* WHAT YOU ARE ASKED TO DO:
Output only the lines below from the one containing "box: [54, 152, 67, 170]" to the one containing "positive clicks: (17, 206) (4, 238)", exactly as written, both ends kept.

Collected data entries
—————
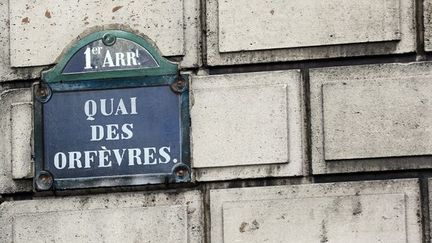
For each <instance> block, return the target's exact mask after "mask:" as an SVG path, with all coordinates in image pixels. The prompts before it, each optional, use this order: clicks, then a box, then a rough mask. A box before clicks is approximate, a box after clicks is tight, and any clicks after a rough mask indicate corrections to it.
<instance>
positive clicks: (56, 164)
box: [54, 152, 67, 170]
mask: <svg viewBox="0 0 432 243" xmlns="http://www.w3.org/2000/svg"><path fill="white" fill-rule="evenodd" d="M66 164H67V158H66V154H64V153H62V152H58V153H56V154H55V155H54V167H56V169H58V170H61V169H64V168H65V167H66Z"/></svg>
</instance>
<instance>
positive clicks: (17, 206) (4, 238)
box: [0, 191, 203, 243]
mask: <svg viewBox="0 0 432 243" xmlns="http://www.w3.org/2000/svg"><path fill="white" fill-rule="evenodd" d="M201 203H202V201H201V196H200V194H199V192H196V191H191V192H186V193H152V194H142V193H131V194H126V193H123V194H105V195H99V196H87V197H71V198H50V199H38V200H29V201H16V202H5V203H3V204H1V205H0V212H1V214H0V221H1V224H0V241H1V242H184V243H189V242H197V243H198V242H202V233H203V232H202V224H203V223H202V209H201Z"/></svg>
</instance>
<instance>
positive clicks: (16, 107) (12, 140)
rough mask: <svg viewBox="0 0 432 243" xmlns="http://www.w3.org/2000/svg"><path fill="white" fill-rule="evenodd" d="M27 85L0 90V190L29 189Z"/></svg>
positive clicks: (29, 167) (31, 121) (17, 191)
mask: <svg viewBox="0 0 432 243" xmlns="http://www.w3.org/2000/svg"><path fill="white" fill-rule="evenodd" d="M30 102H31V91H30V89H12V90H6V91H4V92H2V93H1V94H0V114H2V115H1V116H0V137H1V139H0V193H12V192H19V191H30V190H31V189H32V184H31V180H23V179H25V178H30V177H32V174H33V171H32V167H33V164H32V149H31V143H32V108H31V105H30V104H31V103H30Z"/></svg>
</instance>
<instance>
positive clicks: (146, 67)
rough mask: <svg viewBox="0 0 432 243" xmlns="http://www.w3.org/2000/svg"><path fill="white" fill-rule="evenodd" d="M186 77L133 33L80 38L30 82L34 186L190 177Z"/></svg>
mask: <svg viewBox="0 0 432 243" xmlns="http://www.w3.org/2000/svg"><path fill="white" fill-rule="evenodd" d="M187 81H188V79H187V76H185V75H180V74H179V73H178V68H177V65H175V64H173V63H171V62H169V61H167V60H166V59H164V58H163V57H161V56H160V55H159V53H158V52H157V50H156V48H155V47H154V46H152V45H151V44H149V42H147V41H146V40H145V39H143V38H141V37H139V36H137V35H134V34H132V33H129V32H125V31H119V30H109V31H101V32H96V33H93V34H91V35H89V36H87V37H85V38H83V39H82V40H81V41H79V42H78V43H77V44H76V45H74V46H73V47H72V48H71V49H70V50H69V51H68V52H67V53H66V54H65V56H64V58H63V59H62V60H61V61H60V62H59V63H58V64H57V65H56V66H55V67H54V68H53V69H51V70H49V71H46V72H43V73H42V82H39V83H37V84H35V85H34V88H33V90H34V92H33V94H34V95H33V96H34V105H35V116H34V125H35V161H36V163H35V172H36V176H35V179H34V187H35V189H36V190H38V191H42V190H57V189H69V188H91V187H107V186H124V185H144V184H157V183H176V182H187V181H190V174H191V171H190V152H189V126H190V124H189V92H188V82H187Z"/></svg>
—————
* PROBLEM SOLUTION:
box: [54, 152, 67, 170]
mask: <svg viewBox="0 0 432 243" xmlns="http://www.w3.org/2000/svg"><path fill="white" fill-rule="evenodd" d="M66 164H67V158H66V154H64V153H62V152H58V153H56V154H55V155H54V167H56V169H58V170H61V169H64V168H65V167H66Z"/></svg>
</instance>
<instance>
positive clicks: (17, 206) (4, 238)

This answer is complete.